+++ Document extract
Proper 6B, June 14, 2015
June 15, 2015
Seedy Possibilities
Mark 4:26-34
4:26 He also said, “The kingdom of God is as if someone would scatter seed on the ground, 27 and would sleep and rise night and day, and the seed would sprout and grow, he does not know how. 28 The earth produces of itself, first the stalk, then the head, then the full grain in the head. 29 But when the grain is ripe, at once he goes in with his sickle, because the harvest has come.” 30 He also said, “With what can we compare the kingdom of God, or what parable will we use for it? 31 It is like a mustard seed, which, when sown upon the ground, is the smallest of all the seeds on earth; 32 yet when it is sown it grows up and becomes the greatest of all shrubs, and puts forth large branches, so that the birds of the air can make nests in its shade.” 33 With many such parables he spoke the word to them, as they were able to hear it; 34 he did not speak to them except in parables, but he explained everything in private to his disciples.
Today’s scripture lesson provides us with two curious images of God’s kingdom. And one thing that occurs to me is that these images aren’t very helpful if you expect to extract a lesson from them. They don’t really provide any kind of instruction on what we are to do if we want to gain access to the kingdom of God. If you are looking for some clear guidance on what you need to do in order to abide in God’s Kingdom I think the message is to not get in the way.
++++++
Task list =>
[A] In the sermon's scripture reading, what does the mustard seed become once it is sown and grows up?
[B] Rewrite the part of the sermon that opens with the words "Today’s scripture lesson" and closes with "in the way.", swapping "curious" for "strange".
+++ Record excerpts
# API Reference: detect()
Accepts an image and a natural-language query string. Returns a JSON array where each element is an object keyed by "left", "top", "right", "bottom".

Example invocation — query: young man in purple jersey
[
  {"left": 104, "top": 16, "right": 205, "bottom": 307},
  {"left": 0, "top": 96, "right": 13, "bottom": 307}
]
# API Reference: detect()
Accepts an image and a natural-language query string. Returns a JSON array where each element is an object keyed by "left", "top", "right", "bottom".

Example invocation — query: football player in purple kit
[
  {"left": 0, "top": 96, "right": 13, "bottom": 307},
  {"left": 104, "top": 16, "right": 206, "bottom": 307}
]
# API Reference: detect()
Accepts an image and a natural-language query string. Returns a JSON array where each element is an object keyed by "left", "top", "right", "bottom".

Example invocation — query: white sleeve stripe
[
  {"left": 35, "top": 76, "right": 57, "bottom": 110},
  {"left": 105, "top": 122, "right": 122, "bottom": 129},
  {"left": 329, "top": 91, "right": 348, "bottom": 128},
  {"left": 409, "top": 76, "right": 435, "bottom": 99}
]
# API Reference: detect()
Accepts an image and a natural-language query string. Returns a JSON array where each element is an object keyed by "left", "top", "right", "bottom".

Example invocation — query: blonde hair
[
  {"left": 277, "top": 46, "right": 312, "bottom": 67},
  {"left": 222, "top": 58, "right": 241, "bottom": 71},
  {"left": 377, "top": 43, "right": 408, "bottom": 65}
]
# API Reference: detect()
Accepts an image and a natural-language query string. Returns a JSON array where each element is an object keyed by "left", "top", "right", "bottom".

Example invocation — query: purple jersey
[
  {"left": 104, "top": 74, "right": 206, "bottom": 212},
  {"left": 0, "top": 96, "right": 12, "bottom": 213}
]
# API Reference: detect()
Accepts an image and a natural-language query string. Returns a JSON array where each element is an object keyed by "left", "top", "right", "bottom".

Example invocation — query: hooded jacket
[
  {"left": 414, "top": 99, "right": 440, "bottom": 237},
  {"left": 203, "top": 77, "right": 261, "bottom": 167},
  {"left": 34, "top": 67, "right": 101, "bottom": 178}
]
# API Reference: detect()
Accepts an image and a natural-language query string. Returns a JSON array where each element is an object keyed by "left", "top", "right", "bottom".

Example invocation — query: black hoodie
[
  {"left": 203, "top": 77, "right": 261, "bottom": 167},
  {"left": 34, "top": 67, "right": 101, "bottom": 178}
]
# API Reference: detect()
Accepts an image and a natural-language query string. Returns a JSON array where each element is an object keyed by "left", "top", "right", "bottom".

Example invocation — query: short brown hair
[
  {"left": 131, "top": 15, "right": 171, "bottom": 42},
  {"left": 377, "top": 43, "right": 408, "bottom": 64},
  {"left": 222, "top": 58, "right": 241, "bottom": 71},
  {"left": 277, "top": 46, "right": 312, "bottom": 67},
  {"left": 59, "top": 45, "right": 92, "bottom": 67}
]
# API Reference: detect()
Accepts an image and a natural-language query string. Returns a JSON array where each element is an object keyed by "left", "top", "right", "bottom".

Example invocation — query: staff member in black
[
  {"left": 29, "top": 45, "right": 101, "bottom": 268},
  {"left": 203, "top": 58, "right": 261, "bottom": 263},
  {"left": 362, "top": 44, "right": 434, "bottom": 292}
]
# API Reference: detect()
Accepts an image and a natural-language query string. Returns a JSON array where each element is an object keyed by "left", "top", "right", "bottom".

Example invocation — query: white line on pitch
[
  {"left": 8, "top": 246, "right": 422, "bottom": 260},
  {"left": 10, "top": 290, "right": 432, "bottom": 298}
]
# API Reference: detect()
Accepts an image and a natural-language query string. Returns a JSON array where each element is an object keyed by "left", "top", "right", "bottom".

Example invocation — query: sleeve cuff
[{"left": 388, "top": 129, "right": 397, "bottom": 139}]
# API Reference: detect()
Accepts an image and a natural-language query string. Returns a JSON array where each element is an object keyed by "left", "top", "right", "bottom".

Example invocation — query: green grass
++++++
Expected results =>
[A] It becomes the greatest of all shrubs, putting forth large branches so that the birds of the air can nest in its shade.

[B]
Today’s scripture lesson provides us with two strange images of God’s kingdom. And one thing that occurs to me is that these images aren’t very helpful if you expect to extract a lesson from them. They don’t really provide any kind of instruction on what we are to do if we want to gain access to the kingdom of God. If you are looking for some clear guidance on what you need to do in order to abide in God’s Kingdom I think the message is to not get in the way.